* Material provided
----
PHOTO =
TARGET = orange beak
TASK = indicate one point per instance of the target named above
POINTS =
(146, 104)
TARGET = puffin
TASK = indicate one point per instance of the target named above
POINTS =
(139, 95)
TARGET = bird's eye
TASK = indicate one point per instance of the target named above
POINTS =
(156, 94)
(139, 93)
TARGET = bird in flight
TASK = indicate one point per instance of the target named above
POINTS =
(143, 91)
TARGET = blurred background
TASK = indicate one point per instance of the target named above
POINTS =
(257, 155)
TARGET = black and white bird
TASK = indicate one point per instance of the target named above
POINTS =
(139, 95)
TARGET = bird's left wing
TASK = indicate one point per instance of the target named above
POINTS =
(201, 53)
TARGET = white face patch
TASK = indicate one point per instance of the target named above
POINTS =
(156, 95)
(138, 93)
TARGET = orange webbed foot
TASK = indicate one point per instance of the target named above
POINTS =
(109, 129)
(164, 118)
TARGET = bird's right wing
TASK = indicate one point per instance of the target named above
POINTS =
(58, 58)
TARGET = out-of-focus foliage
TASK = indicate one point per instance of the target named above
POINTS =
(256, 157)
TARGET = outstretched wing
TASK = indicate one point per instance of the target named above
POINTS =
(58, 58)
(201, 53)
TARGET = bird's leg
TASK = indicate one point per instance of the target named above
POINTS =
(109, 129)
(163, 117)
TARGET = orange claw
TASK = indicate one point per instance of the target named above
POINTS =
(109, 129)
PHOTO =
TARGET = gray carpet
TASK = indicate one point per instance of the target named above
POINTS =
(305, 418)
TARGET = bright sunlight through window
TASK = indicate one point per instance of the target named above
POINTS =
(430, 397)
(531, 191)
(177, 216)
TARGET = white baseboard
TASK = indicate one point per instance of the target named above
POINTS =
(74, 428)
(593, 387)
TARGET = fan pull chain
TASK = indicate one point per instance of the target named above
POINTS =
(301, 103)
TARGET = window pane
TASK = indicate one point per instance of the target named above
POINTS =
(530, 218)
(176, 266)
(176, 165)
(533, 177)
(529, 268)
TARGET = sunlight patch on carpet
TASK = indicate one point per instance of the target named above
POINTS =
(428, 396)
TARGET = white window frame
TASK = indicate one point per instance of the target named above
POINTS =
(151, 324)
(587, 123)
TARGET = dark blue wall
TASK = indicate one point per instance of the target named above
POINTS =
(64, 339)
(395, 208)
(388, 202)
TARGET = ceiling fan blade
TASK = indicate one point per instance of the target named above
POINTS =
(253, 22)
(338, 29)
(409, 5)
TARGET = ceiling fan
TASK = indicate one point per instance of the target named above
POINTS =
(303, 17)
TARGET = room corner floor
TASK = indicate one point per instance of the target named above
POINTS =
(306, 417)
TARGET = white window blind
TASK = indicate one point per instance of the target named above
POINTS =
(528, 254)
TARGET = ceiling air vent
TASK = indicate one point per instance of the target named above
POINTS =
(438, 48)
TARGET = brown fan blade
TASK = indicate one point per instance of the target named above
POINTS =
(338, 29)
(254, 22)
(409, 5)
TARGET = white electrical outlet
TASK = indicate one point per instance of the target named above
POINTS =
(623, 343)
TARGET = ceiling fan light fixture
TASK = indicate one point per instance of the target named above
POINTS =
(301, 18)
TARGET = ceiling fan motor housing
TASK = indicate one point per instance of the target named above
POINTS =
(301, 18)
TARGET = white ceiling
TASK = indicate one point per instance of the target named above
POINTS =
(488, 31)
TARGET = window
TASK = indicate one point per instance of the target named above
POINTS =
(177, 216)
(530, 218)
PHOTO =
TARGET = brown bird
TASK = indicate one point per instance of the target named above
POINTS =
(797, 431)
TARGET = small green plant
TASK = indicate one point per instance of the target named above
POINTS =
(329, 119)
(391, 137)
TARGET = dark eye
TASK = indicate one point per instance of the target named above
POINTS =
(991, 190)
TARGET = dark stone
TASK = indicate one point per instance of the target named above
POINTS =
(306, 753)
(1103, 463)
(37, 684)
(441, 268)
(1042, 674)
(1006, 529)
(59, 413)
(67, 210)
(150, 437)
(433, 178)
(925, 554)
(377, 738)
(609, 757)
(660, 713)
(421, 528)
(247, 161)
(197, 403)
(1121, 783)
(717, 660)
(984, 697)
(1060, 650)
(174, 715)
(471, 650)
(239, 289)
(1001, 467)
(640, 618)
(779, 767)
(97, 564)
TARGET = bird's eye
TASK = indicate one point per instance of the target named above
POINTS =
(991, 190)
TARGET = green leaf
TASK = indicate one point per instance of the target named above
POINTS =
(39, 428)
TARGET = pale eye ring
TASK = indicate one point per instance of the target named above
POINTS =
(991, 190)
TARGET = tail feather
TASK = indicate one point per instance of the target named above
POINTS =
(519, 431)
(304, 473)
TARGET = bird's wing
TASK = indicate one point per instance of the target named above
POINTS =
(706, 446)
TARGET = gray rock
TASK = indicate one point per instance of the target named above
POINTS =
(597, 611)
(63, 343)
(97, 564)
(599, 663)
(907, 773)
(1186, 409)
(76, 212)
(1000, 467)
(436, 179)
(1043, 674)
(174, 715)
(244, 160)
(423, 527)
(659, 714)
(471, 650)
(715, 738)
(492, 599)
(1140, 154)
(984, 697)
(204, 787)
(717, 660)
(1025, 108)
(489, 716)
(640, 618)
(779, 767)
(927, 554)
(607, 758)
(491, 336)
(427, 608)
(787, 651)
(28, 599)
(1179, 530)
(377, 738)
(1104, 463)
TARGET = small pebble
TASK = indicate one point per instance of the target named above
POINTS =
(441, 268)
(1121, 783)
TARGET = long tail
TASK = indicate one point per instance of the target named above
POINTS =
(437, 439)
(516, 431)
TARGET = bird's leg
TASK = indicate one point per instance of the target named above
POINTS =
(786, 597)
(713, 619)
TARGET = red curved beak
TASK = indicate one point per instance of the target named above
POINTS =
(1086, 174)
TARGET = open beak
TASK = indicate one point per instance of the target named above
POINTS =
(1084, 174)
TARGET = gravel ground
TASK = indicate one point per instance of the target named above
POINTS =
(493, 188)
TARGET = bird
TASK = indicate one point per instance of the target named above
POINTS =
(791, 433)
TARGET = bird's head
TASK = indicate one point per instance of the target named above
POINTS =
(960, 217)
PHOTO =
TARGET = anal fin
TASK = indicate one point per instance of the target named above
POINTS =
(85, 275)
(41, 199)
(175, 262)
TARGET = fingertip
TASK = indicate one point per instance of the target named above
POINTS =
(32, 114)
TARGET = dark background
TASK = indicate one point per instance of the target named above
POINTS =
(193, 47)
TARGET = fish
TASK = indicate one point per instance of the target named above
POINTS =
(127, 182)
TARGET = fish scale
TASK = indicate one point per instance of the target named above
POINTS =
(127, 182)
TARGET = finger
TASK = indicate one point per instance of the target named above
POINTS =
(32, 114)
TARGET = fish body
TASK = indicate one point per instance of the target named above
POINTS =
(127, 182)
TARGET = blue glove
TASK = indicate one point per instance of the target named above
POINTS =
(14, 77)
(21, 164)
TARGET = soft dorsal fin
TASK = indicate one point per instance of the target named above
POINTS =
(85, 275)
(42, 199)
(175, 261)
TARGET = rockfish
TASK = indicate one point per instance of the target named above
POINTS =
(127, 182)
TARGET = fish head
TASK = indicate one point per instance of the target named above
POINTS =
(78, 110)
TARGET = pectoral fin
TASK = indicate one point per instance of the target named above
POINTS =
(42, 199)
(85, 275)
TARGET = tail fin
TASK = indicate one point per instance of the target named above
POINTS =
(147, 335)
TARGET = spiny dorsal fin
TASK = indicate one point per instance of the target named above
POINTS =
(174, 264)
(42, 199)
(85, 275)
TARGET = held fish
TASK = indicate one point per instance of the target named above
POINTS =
----
* Exercise
Starting from the line containing "TARGET = fingertip" and ending with the final line of the data, reproduce each line exactly as it appears, including no other lines.

* Result below
TARGET = fingertip
TASK = indicate one point per instance of the target named above
POINTS =
(32, 114)
TARGET = dark background
TASK = indicate one point per instance of the target named above
POINTS =
(193, 47)
TARGET = fish
TASK = indicate one point per instance of the target named above
POINTS =
(127, 182)
TARGET = fish scale
TASK = indicate one point per instance of the target named above
POINTS =
(127, 182)
TARGET = finger
TASK = indicate one point per instance of the target named above
POINTS =
(32, 114)
TARGET = fish body
TASK = indicate one point per instance of the target named above
POINTS =
(127, 182)
TARGET = blue glove
TASK = indicate one point per instance of the target named above
POINTS =
(14, 77)
(21, 164)
TARGET = soft dorsal fin
TASK = indicate one point per instance of the target named above
POINTS =
(85, 275)
(42, 199)
(175, 261)
TARGET = rockfish
TASK = indicate one point per instance of the target named above
POINTS =
(127, 182)
TARGET = fish head
TASK = indicate one point per instance of the target named above
POINTS =
(78, 110)
TARGET = pectoral fin
TASK = indicate one point per instance of the target named above
POINTS =
(42, 199)
(85, 275)
TARGET = tail fin
TASK = indicate one point per instance of the target named above
POINTS =
(147, 335)
TARGET = spiny dorsal fin
TASK = indicate one point per instance of the target named above
POINTS =
(174, 264)
(42, 199)
(85, 275)
TARGET = held fish
TASK = indicate one point per instance of the target named above
POINTS =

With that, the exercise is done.